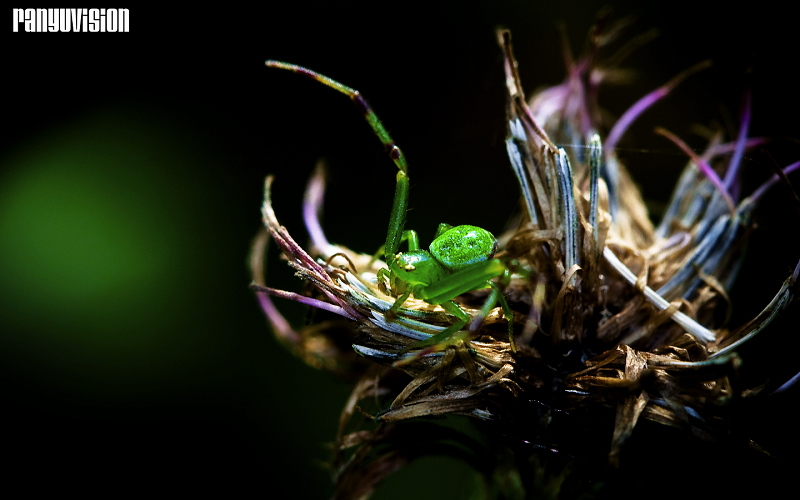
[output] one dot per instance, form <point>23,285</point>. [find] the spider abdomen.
<point>463,246</point>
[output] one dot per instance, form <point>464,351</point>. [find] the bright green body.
<point>459,260</point>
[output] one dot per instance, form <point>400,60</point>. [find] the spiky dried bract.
<point>611,313</point>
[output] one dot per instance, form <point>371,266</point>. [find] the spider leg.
<point>443,291</point>
<point>397,219</point>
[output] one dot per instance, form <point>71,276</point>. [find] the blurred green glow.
<point>94,234</point>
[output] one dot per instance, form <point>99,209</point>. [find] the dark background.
<point>131,350</point>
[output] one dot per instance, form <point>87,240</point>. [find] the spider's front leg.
<point>443,291</point>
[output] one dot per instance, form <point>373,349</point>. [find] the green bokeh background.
<point>131,176</point>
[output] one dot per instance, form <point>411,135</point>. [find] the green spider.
<point>460,259</point>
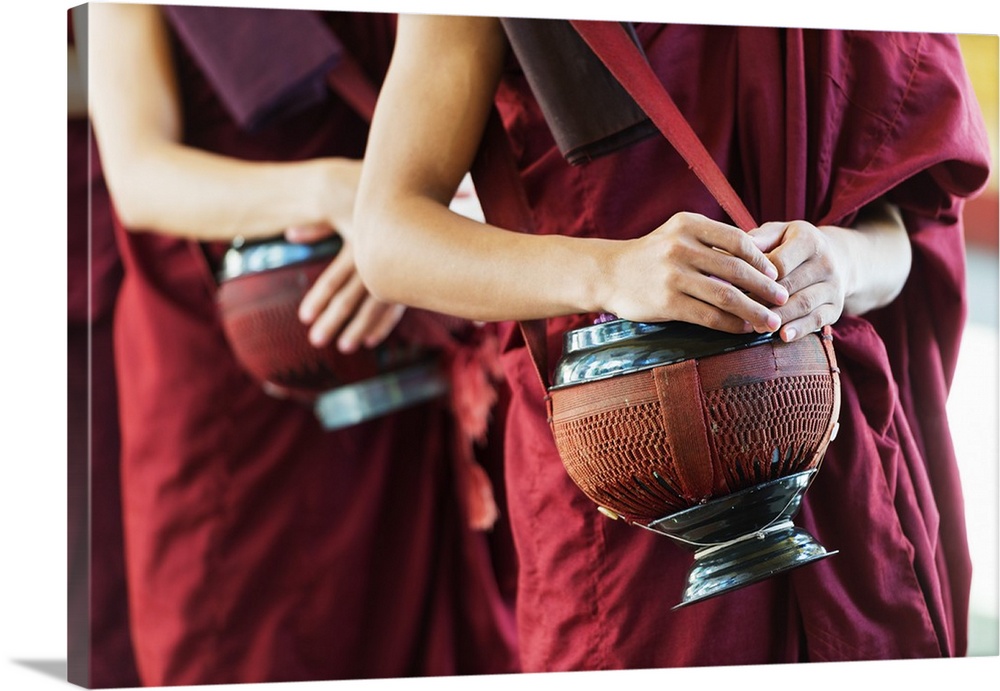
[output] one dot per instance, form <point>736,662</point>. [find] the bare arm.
<point>162,185</point>
<point>412,249</point>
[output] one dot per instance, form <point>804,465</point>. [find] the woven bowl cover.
<point>650,443</point>
<point>259,314</point>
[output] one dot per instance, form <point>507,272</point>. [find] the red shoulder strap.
<point>612,44</point>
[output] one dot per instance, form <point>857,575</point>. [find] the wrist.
<point>334,192</point>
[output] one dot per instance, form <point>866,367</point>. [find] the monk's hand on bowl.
<point>338,306</point>
<point>700,271</point>
<point>812,265</point>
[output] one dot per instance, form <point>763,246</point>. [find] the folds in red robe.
<point>261,547</point>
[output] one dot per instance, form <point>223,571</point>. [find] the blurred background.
<point>973,405</point>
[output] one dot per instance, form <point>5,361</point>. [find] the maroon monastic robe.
<point>806,125</point>
<point>260,547</point>
<point>99,646</point>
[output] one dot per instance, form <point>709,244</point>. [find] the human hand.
<point>338,304</point>
<point>697,270</point>
<point>813,266</point>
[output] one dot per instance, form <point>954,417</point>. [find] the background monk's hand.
<point>697,270</point>
<point>338,305</point>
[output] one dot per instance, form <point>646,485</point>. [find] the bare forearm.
<point>878,254</point>
<point>445,262</point>
<point>183,191</point>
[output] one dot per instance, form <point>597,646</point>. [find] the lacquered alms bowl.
<point>706,437</point>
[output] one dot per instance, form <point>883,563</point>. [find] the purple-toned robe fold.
<point>260,547</point>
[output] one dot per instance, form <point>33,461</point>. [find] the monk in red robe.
<point>99,644</point>
<point>856,150</point>
<point>260,547</point>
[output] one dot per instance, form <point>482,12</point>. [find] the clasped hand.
<point>785,277</point>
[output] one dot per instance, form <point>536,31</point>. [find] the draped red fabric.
<point>260,547</point>
<point>806,124</point>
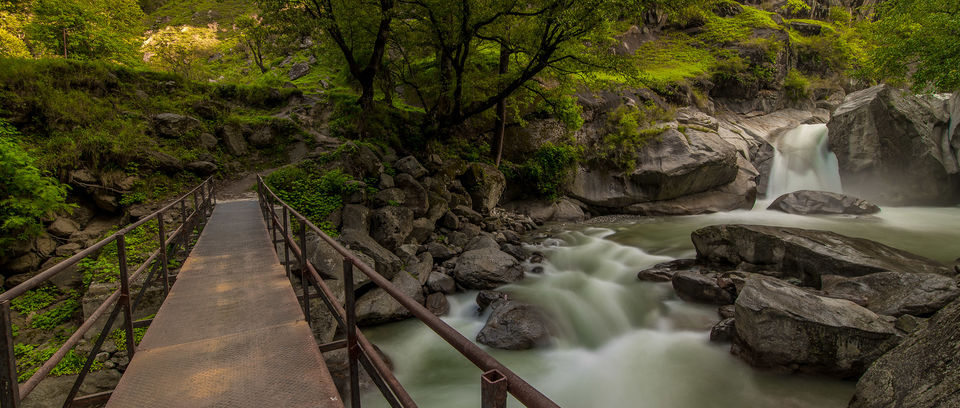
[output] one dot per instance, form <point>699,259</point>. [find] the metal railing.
<point>496,379</point>
<point>12,393</point>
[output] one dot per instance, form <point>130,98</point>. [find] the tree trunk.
<point>501,126</point>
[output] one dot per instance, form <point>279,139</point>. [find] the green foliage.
<point>30,358</point>
<point>119,337</point>
<point>35,299</point>
<point>629,129</point>
<point>548,170</point>
<point>27,196</point>
<point>140,243</point>
<point>102,29</point>
<point>917,40</point>
<point>56,316</point>
<point>314,193</point>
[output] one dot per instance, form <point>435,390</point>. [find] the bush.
<point>548,170</point>
<point>27,196</point>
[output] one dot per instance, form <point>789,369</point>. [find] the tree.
<point>85,29</point>
<point>919,40</point>
<point>26,195</point>
<point>255,36</point>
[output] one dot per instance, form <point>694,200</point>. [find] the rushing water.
<point>626,343</point>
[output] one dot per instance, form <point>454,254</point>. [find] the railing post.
<point>9,389</point>
<point>493,390</point>
<point>125,295</point>
<point>351,329</point>
<point>286,245</point>
<point>304,283</point>
<point>163,254</point>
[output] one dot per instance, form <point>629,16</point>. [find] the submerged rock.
<point>782,326</point>
<point>803,254</point>
<point>822,202</point>
<point>919,373</point>
<point>515,326</point>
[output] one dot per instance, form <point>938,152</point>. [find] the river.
<point>626,343</point>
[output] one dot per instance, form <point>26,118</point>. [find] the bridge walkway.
<point>231,333</point>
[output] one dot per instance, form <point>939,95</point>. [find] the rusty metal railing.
<point>496,379</point>
<point>12,393</point>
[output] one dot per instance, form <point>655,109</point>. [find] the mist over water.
<point>625,343</point>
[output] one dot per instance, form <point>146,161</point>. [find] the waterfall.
<point>802,161</point>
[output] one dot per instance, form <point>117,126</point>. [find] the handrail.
<point>494,373</point>
<point>11,393</point>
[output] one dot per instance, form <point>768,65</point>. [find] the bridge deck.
<point>231,332</point>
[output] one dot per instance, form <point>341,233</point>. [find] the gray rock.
<point>390,226</point>
<point>385,262</point>
<point>414,195</point>
<point>803,254</point>
<point>821,202</point>
<point>724,332</point>
<point>437,304</point>
<point>486,268</point>
<point>921,372</point>
<point>891,150</point>
<point>896,293</point>
<point>672,166</point>
<point>377,306</point>
<point>201,168</point>
<point>298,70</point>
<point>411,166</point>
<point>441,283</point>
<point>171,125</point>
<point>63,227</point>
<point>485,183</point>
<point>782,326</point>
<point>515,326</point>
<point>232,135</point>
<point>695,287</point>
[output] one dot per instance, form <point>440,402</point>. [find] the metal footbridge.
<point>231,330</point>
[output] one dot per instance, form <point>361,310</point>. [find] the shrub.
<point>27,196</point>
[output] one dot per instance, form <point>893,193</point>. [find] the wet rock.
<point>441,283</point>
<point>377,306</point>
<point>515,326</point>
<point>920,372</point>
<point>803,254</point>
<point>896,293</point>
<point>485,184</point>
<point>724,331</point>
<point>821,202</point>
<point>781,326</point>
<point>486,268</point>
<point>411,166</point>
<point>437,304</point>
<point>692,286</point>
<point>63,227</point>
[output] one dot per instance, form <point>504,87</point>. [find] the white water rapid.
<point>803,162</point>
<point>626,343</point>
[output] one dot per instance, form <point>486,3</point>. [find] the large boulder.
<point>921,372</point>
<point>894,148</point>
<point>485,183</point>
<point>486,268</point>
<point>782,326</point>
<point>821,202</point>
<point>172,125</point>
<point>377,306</point>
<point>515,326</point>
<point>672,165</point>
<point>801,254</point>
<point>390,226</point>
<point>895,293</point>
<point>739,194</point>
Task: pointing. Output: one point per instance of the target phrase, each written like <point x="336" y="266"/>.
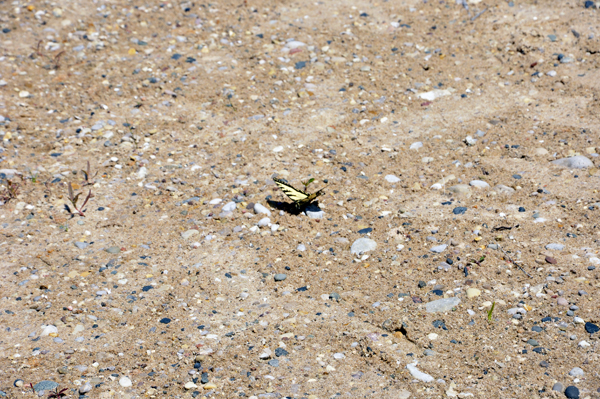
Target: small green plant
<point x="75" y="197"/>
<point x="11" y="191"/>
<point x="88" y="176"/>
<point x="57" y="393"/>
<point x="32" y="176"/>
<point x="491" y="311"/>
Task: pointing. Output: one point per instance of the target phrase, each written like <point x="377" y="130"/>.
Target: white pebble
<point x="125" y="382"/>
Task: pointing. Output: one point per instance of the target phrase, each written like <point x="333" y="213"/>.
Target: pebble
<point x="576" y="162"/>
<point x="442" y="305"/>
<point x="392" y="179"/>
<point x="264" y="222"/>
<point x="459" y="210"/>
<point x="418" y="374"/>
<point x="189" y="233"/>
<point x="45" y="385"/>
<point x="261" y="209"/>
<point x="460" y="189"/>
<point x="362" y="245"/>
<point x="562" y="302"/>
<point x="591" y="328"/>
<point x="502" y="189"/>
<point x="479" y="184"/>
<point x="572" y="392"/>
<point x="439" y="248"/>
<point x="229" y="207"/>
<point x="313" y="212"/>
<point x="125" y="382"/>
<point x="576" y="372"/>
<point x="558" y="387"/>
<point x="85" y="388"/>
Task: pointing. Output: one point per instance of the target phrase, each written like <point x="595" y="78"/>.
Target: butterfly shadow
<point x="293" y="209"/>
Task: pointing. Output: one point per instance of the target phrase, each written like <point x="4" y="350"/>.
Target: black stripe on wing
<point x="291" y="192"/>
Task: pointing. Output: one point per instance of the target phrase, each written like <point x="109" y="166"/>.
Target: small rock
<point x="442" y="305"/>
<point x="392" y="179"/>
<point x="189" y="233"/>
<point x="113" y="250"/>
<point x="125" y="382"/>
<point x="460" y="189"/>
<point x="576" y="372"/>
<point x="558" y="387"/>
<point x="550" y="260"/>
<point x="439" y="248"/>
<point x="591" y="328"/>
<point x="85" y="388"/>
<point x="362" y="245"/>
<point x="505" y="190"/>
<point x="229" y="207"/>
<point x="479" y="184"/>
<point x="562" y="302"/>
<point x="576" y="162"/>
<point x="50" y="329"/>
<point x="45" y="386"/>
<point x="418" y="374"/>
<point x="572" y="392"/>
<point x="264" y="222"/>
<point x="258" y="208"/>
<point x="459" y="210"/>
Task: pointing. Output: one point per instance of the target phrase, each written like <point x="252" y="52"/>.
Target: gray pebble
<point x="85" y="388"/>
<point x="442" y="305"/>
<point x="45" y="386"/>
<point x="576" y="372"/>
<point x="362" y="245"/>
<point x="558" y="387"/>
<point x="576" y="162"/>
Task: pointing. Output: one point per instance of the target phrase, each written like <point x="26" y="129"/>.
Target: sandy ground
<point x="433" y="128"/>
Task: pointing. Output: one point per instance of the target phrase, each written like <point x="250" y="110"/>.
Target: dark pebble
<point x="572" y="392"/>
<point x="459" y="210"/>
<point x="591" y="328"/>
<point x="281" y="352"/>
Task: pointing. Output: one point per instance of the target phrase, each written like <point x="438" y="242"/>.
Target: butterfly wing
<point x="310" y="198"/>
<point x="299" y="197"/>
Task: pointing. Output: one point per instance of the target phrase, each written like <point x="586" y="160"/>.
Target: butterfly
<point x="299" y="197"/>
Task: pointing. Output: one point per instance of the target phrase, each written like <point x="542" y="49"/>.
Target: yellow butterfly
<point x="300" y="198"/>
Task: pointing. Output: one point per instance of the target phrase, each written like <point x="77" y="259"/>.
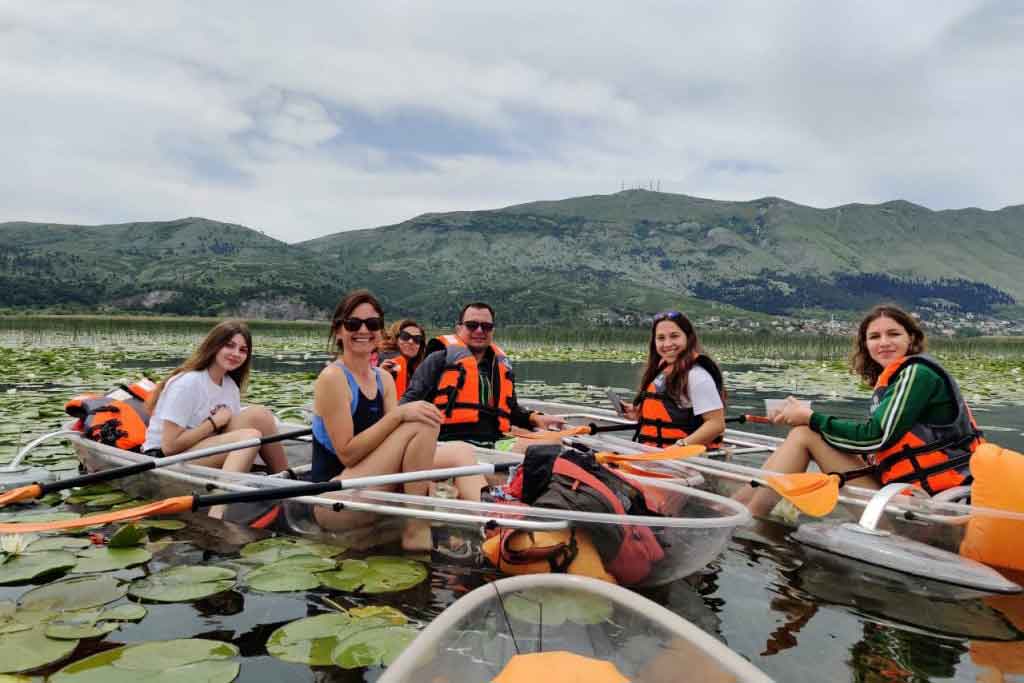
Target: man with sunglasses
<point x="469" y="378"/>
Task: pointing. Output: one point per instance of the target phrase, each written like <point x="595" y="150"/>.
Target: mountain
<point x="594" y="258"/>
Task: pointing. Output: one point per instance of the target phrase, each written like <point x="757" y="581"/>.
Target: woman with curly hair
<point x="920" y="430"/>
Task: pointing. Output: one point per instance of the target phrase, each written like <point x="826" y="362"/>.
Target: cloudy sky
<point x="307" y="119"/>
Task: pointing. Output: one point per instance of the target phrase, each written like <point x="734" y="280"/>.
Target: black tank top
<point x="326" y="464"/>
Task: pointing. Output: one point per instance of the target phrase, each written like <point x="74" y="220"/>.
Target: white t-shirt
<point x="702" y="394"/>
<point x="186" y="400"/>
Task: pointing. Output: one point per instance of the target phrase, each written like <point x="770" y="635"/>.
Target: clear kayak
<point x="573" y="629"/>
<point x="913" y="535"/>
<point x="692" y="525"/>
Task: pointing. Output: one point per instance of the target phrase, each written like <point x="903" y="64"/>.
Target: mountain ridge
<point x="590" y="258"/>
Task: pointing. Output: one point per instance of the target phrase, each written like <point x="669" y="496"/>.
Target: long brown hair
<point x="410" y="323"/>
<point x="861" y="361"/>
<point x="205" y="354"/>
<point x="679" y="372"/>
<point x="352" y="300"/>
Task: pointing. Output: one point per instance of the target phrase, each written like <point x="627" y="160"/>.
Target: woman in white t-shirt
<point x="200" y="406"/>
<point x="681" y="397"/>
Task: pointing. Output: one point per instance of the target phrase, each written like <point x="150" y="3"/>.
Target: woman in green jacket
<point x="920" y="431"/>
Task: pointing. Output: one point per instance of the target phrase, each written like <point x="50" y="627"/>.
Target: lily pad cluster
<point x="183" y="584"/>
<point x="45" y="557"/>
<point x="48" y="622"/>
<point x="160" y="662"/>
<point x="349" y="640"/>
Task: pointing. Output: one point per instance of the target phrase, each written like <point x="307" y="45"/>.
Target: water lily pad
<point x="385" y="612"/>
<point x="183" y="584"/>
<point x="369" y="647"/>
<point x="162" y="524"/>
<point x="376" y="574"/>
<point x="278" y="548"/>
<point x="161" y="662"/>
<point x="127" y="537"/>
<point x="96" y="559"/>
<point x="30" y="649"/>
<point x="126" y="612"/>
<point x="33" y="517"/>
<point x="313" y="639"/>
<point x="20" y="568"/>
<point x="58" y="543"/>
<point x="107" y="500"/>
<point x="79" y="593"/>
<point x="559" y="606"/>
<point x="292" y="573"/>
<point x="62" y="631"/>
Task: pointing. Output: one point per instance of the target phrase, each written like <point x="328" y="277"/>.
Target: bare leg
<point x="233" y="461"/>
<point x="261" y="419"/>
<point x="801" y="445"/>
<point x="408" y="449"/>
<point x="460" y="454"/>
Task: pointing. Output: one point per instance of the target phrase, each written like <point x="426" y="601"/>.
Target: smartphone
<point x="616" y="402"/>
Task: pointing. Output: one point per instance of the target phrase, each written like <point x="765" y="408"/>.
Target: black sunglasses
<point x="353" y="324"/>
<point x="668" y="315"/>
<point x="472" y="326"/>
<point x="404" y="336"/>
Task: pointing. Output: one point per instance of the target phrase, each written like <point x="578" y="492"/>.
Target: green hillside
<point x="595" y="258"/>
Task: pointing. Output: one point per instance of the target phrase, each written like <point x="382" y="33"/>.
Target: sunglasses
<point x="353" y="324"/>
<point x="404" y="336"/>
<point x="473" y="326"/>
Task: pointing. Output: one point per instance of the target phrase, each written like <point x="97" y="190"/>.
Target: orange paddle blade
<point x="672" y="453"/>
<point x="168" y="506"/>
<point x="558" y="667"/>
<point x="814" y="494"/>
<point x="32" y="492"/>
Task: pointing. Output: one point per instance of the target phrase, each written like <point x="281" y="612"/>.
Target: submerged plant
<point x="15" y="544"/>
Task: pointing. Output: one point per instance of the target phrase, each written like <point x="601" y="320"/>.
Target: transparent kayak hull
<point x="693" y="525"/>
<point x="475" y="638"/>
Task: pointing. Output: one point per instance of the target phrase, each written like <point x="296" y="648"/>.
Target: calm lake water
<point x="798" y="617"/>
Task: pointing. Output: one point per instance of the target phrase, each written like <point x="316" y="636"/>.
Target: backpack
<point x="567" y="479"/>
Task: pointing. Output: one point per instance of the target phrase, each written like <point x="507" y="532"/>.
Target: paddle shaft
<point x="316" y="488"/>
<point x="759" y="419"/>
<point x="156" y="463"/>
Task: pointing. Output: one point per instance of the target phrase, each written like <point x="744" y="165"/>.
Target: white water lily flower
<point x="15" y="544"/>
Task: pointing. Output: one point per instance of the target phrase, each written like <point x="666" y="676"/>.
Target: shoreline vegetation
<point x="531" y="342"/>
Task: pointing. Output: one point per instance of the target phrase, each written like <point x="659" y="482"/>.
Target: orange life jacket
<point x="119" y="419"/>
<point x="400" y="374"/>
<point x="934" y="457"/>
<point x="458" y="392"/>
<point x="663" y="421"/>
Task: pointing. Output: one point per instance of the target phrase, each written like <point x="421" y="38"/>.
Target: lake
<point x="797" y="616"/>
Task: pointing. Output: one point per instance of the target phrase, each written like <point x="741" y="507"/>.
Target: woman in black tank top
<point x="373" y="434"/>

= = =

■ **WHAT YOU HAVE TO DO**:
Express the items above as a two-column CSV with the header instruction,points, starting at the beginning of the items and ending at the line containing "<point>131,176</point>". Give one row per item, with its text and its answer each in a single quoted field, line breaks replaced by spaces, and the pictures left out.

■ **RESULT OF THIS EXERCISE**:
instruction,points
"[output] one dot per instance, form <point>23,285</point>. [find] the spider abdomen.","<point>463,246</point>"
"[output] one dot per instance, form <point>464,351</point>. [find] the bright green body.","<point>459,260</point>"
"[output] one dot per instance, form <point>400,60</point>. [find] the spiky dried bract.","<point>611,313</point>"
"[output] one dot per instance, form <point>371,266</point>. [find] the spider leg.","<point>443,291</point> <point>397,219</point>"
"[output] one dot per instance, form <point>71,276</point>. [find] the blurred green glow.","<point>94,234</point>"
"[output] one dot per instance, form <point>99,209</point>. [find] the dark background.","<point>131,350</point>"
"[output] one dot per instance, form <point>87,240</point>. [find] the spider's front leg.","<point>443,291</point>"
"[output] one dot per instance, form <point>373,349</point>. [find] the green bokeh background.","<point>131,176</point>"